Data:
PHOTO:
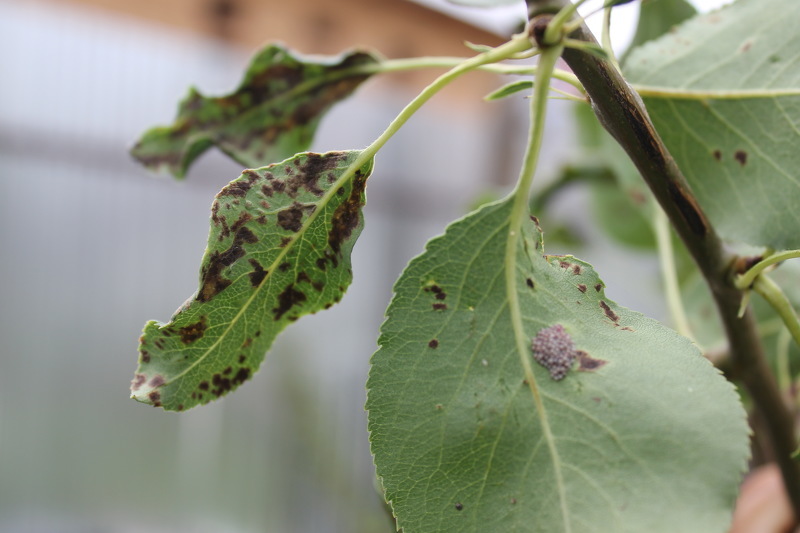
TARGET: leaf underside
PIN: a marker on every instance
(645, 435)
(723, 90)
(272, 115)
(278, 248)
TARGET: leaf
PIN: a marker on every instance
(724, 93)
(484, 3)
(509, 89)
(642, 434)
(657, 17)
(278, 248)
(272, 115)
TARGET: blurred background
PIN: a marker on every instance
(93, 246)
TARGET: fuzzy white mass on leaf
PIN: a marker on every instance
(554, 350)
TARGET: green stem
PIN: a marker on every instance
(772, 293)
(401, 65)
(666, 256)
(519, 211)
(745, 280)
(518, 43)
(606, 36)
(782, 359)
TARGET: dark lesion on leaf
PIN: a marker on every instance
(193, 332)
(610, 314)
(212, 282)
(348, 215)
(155, 398)
(288, 299)
(291, 218)
(587, 363)
(138, 381)
(258, 274)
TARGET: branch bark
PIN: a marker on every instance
(622, 113)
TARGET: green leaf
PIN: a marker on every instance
(657, 17)
(642, 434)
(724, 93)
(278, 248)
(271, 115)
(484, 3)
(509, 89)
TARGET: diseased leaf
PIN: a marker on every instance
(723, 90)
(641, 434)
(272, 115)
(657, 17)
(278, 248)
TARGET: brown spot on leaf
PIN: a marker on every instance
(258, 274)
(193, 332)
(347, 216)
(612, 316)
(212, 282)
(288, 299)
(241, 376)
(237, 187)
(138, 381)
(155, 397)
(587, 363)
(291, 218)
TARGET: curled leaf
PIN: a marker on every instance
(271, 115)
(279, 248)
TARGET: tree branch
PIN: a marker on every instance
(621, 111)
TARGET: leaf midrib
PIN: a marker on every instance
(320, 206)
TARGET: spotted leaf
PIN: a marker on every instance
(279, 248)
(636, 431)
(271, 115)
(723, 90)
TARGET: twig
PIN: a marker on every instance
(621, 111)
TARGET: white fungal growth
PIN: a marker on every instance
(553, 349)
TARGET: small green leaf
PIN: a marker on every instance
(657, 17)
(509, 89)
(642, 434)
(271, 115)
(723, 90)
(278, 248)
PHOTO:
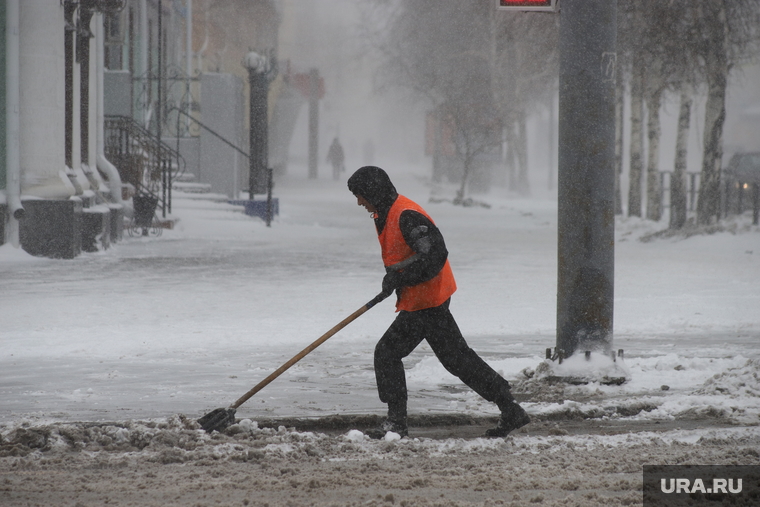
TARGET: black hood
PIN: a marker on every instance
(375, 186)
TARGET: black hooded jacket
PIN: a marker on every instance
(422, 236)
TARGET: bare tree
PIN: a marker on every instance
(729, 32)
(478, 69)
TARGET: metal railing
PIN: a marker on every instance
(142, 159)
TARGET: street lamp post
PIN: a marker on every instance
(258, 80)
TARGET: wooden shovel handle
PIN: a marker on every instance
(319, 341)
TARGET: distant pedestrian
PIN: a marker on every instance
(418, 270)
(337, 158)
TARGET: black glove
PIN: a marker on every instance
(391, 281)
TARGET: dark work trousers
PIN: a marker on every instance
(437, 326)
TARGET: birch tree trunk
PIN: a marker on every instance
(678, 178)
(619, 123)
(510, 155)
(523, 185)
(654, 195)
(708, 205)
(637, 139)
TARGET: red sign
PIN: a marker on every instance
(528, 5)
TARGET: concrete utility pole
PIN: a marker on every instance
(258, 146)
(313, 122)
(586, 175)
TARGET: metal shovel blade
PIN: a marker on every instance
(217, 420)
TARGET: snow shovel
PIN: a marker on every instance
(220, 418)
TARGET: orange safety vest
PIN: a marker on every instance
(428, 294)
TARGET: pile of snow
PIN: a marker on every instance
(180, 440)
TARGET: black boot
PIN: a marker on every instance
(396, 422)
(512, 417)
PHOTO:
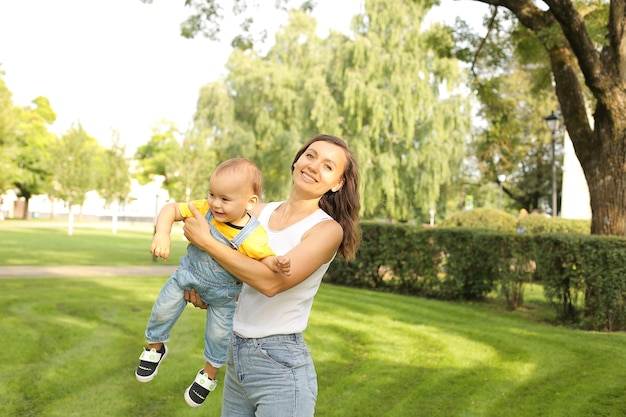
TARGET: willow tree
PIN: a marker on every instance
(410, 131)
(383, 89)
(33, 165)
(269, 104)
(588, 38)
(77, 157)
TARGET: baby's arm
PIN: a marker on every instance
(280, 264)
(162, 241)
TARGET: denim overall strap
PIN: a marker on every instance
(243, 234)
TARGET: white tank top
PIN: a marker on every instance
(288, 312)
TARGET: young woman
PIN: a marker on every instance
(270, 372)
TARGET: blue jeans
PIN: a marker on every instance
(218, 293)
(272, 376)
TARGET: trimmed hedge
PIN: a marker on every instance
(583, 276)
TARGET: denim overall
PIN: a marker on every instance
(217, 287)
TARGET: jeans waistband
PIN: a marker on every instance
(294, 337)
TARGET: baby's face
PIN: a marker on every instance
(230, 197)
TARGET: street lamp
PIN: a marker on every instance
(553, 124)
(501, 179)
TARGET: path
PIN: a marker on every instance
(84, 271)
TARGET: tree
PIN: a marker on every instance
(76, 156)
(113, 176)
(380, 89)
(185, 165)
(32, 162)
(9, 146)
(513, 87)
(587, 38)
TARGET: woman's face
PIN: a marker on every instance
(320, 168)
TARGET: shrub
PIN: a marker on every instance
(538, 223)
(482, 218)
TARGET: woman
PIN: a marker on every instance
(270, 372)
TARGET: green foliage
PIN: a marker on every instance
(538, 223)
(512, 80)
(77, 158)
(113, 179)
(482, 218)
(409, 135)
(582, 275)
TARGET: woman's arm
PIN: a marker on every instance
(317, 247)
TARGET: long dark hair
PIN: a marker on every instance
(343, 205)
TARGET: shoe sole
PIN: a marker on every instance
(188, 399)
(156, 371)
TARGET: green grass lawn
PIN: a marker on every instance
(70, 348)
(48, 243)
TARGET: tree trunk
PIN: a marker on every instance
(601, 148)
(605, 172)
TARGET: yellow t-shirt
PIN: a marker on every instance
(255, 246)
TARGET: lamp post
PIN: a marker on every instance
(501, 179)
(553, 124)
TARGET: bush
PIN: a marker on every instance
(538, 223)
(482, 218)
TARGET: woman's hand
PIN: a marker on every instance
(192, 297)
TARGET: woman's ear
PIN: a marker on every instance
(252, 201)
(338, 186)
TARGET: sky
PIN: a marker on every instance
(121, 65)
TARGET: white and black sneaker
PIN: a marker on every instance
(199, 389)
(149, 362)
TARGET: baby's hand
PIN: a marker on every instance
(282, 264)
(160, 246)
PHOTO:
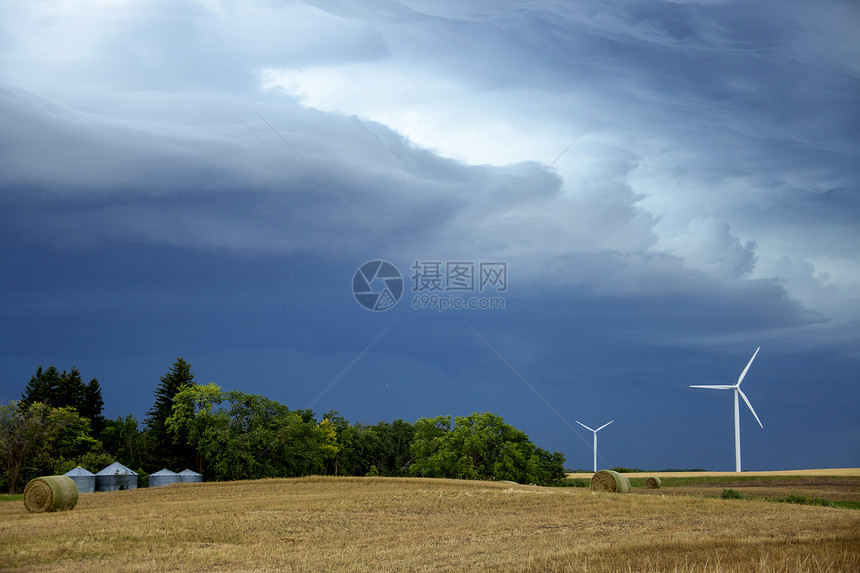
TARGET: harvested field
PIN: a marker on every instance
(360, 524)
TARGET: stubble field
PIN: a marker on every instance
(381, 524)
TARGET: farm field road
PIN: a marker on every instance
(831, 484)
(393, 524)
(838, 472)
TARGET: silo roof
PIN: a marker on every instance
(116, 468)
(164, 472)
(79, 471)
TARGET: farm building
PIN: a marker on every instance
(84, 479)
(188, 476)
(116, 476)
(162, 478)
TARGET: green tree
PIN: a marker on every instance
(31, 437)
(481, 446)
(162, 449)
(123, 441)
(67, 390)
(42, 387)
(247, 436)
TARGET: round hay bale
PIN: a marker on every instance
(653, 482)
(50, 493)
(608, 480)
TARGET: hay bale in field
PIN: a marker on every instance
(84, 479)
(608, 480)
(50, 493)
(653, 482)
(188, 476)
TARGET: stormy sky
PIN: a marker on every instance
(669, 185)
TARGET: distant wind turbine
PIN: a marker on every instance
(738, 391)
(595, 439)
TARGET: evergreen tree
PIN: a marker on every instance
(92, 405)
(161, 449)
(41, 387)
(66, 390)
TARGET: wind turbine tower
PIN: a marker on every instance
(738, 392)
(595, 439)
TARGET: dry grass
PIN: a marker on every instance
(360, 524)
(836, 472)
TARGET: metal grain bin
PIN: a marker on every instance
(188, 476)
(116, 476)
(85, 480)
(162, 478)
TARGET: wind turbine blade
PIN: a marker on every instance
(744, 396)
(744, 373)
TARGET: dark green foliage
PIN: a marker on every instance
(33, 439)
(123, 441)
(481, 446)
(66, 390)
(164, 450)
(246, 436)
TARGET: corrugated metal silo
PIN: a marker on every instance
(188, 476)
(116, 476)
(84, 479)
(162, 478)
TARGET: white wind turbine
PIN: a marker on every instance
(595, 439)
(738, 391)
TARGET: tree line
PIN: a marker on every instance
(232, 435)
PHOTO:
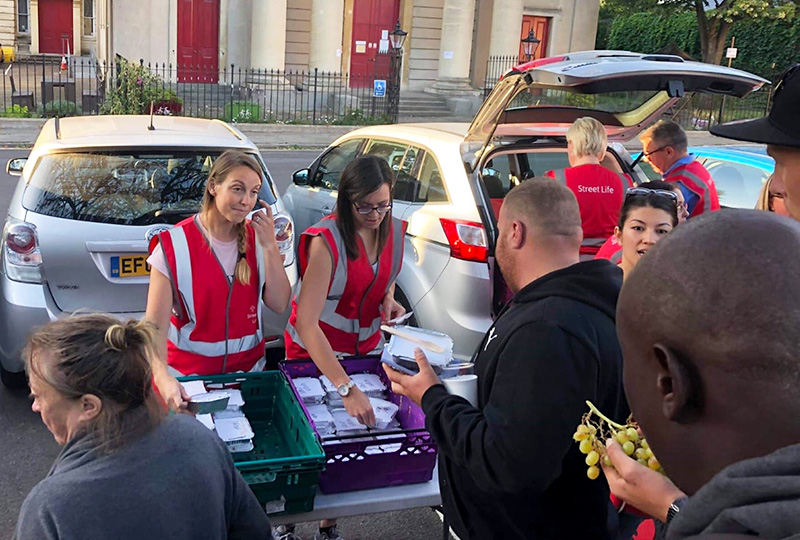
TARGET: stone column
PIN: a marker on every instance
(327, 22)
(268, 35)
(33, 25)
(455, 49)
(506, 25)
(238, 42)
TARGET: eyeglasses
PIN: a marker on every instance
(367, 210)
(648, 154)
(644, 192)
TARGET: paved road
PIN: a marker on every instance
(27, 449)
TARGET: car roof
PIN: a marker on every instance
(442, 131)
(132, 131)
(741, 155)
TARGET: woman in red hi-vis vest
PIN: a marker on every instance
(348, 264)
(209, 275)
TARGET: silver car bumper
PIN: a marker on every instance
(23, 306)
(459, 305)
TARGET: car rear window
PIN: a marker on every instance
(124, 188)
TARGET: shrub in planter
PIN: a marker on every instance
(58, 108)
(16, 111)
(242, 112)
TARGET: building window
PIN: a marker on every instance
(88, 17)
(23, 26)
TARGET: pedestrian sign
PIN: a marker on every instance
(379, 88)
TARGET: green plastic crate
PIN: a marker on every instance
(284, 466)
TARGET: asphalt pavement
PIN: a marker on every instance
(27, 449)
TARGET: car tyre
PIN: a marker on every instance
(13, 380)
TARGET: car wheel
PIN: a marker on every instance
(13, 380)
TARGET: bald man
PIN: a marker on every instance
(712, 375)
(509, 468)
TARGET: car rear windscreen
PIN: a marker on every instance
(124, 188)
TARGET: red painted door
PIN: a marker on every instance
(371, 18)
(55, 26)
(198, 40)
(541, 29)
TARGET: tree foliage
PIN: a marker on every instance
(714, 18)
(761, 43)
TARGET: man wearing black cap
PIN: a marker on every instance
(780, 131)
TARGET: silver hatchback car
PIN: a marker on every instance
(451, 178)
(91, 195)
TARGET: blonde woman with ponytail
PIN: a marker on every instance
(210, 274)
(126, 470)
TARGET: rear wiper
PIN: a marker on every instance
(174, 212)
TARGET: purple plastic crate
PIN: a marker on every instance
(405, 457)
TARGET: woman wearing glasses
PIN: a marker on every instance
(647, 216)
(348, 263)
(772, 197)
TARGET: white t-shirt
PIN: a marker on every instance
(227, 253)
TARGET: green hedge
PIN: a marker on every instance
(760, 42)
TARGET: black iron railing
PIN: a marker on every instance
(45, 87)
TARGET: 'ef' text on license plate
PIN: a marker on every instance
(129, 266)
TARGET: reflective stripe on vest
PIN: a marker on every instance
(561, 176)
(181, 335)
(332, 316)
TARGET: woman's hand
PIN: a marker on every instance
(358, 406)
(639, 486)
(391, 308)
(172, 391)
(264, 226)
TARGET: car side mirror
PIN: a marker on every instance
(300, 177)
(14, 166)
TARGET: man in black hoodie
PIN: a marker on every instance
(509, 468)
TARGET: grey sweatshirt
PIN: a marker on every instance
(759, 497)
(176, 482)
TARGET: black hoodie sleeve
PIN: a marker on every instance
(519, 439)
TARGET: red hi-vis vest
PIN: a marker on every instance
(695, 178)
(216, 324)
(600, 193)
(351, 316)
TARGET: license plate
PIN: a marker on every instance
(129, 266)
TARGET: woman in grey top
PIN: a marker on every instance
(126, 470)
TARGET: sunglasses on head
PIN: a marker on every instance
(644, 192)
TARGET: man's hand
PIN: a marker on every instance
(639, 486)
(413, 386)
(173, 392)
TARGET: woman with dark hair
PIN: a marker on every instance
(647, 216)
(348, 264)
(210, 274)
(612, 251)
(125, 471)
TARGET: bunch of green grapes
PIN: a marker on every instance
(595, 429)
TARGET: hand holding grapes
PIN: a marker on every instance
(649, 491)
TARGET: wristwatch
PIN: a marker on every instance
(344, 389)
(675, 508)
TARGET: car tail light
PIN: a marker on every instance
(284, 235)
(21, 253)
(467, 239)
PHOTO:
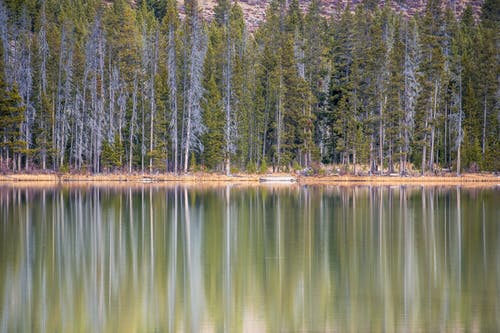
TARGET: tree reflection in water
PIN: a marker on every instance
(173, 258)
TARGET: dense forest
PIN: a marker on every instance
(93, 86)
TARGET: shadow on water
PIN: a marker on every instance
(367, 258)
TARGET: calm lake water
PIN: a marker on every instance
(254, 259)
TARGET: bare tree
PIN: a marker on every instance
(193, 121)
(172, 82)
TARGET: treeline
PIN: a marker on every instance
(96, 86)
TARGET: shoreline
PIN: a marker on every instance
(208, 178)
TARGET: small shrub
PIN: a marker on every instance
(251, 167)
(263, 166)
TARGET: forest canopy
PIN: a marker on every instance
(97, 86)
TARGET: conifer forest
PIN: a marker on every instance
(152, 86)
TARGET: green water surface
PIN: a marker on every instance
(250, 259)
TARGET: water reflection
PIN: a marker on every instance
(177, 259)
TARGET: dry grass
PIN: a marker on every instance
(219, 179)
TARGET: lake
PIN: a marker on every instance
(249, 259)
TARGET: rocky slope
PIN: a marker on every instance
(255, 10)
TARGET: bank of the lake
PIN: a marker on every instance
(471, 179)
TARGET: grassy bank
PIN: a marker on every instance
(246, 178)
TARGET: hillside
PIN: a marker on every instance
(255, 10)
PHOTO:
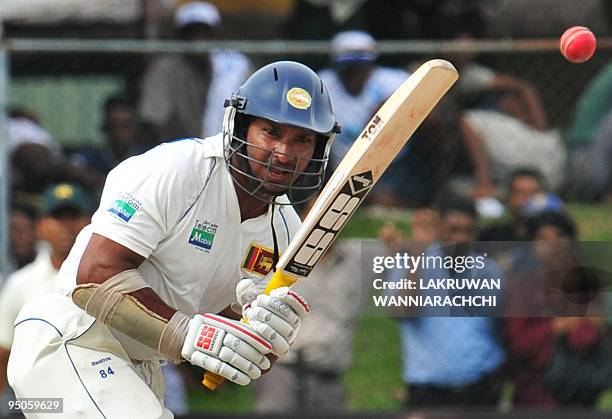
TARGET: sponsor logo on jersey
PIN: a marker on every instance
(203, 234)
(299, 98)
(125, 207)
(258, 260)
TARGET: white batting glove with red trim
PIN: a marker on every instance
(277, 317)
(226, 347)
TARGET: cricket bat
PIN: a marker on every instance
(365, 162)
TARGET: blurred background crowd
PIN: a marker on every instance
(518, 151)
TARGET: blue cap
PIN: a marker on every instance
(353, 47)
(542, 202)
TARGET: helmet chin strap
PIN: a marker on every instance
(275, 256)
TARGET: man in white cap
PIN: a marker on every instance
(182, 94)
(358, 87)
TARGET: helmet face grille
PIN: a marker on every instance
(290, 94)
(303, 186)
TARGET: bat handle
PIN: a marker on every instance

Aim of the task:
Locate the line with "TARGET: white batting glove with red trim" in the entries above; extract it and every line after it, verbatim.

Result below:
TARGET: white batting glove with red trim
PIN: a marker on every instance
(277, 317)
(226, 347)
TARGET: cricket bat
PIN: a marker on every instance
(365, 162)
TARGET: blurred background crowd
PIN: a marker on every instance
(518, 151)
TARGET: blue cap
PIN: a marker on every instance
(353, 47)
(542, 202)
TARGET: helmet chin strap
PIN: a marker on every instance
(275, 256)
TARGET: man in white cap
PIN: a marker on every instance
(182, 94)
(358, 87)
TARGET: helmet face grille
PIN: a marker on every instance
(290, 94)
(303, 186)
TARGET: bat handle
PIN: a marker on every instance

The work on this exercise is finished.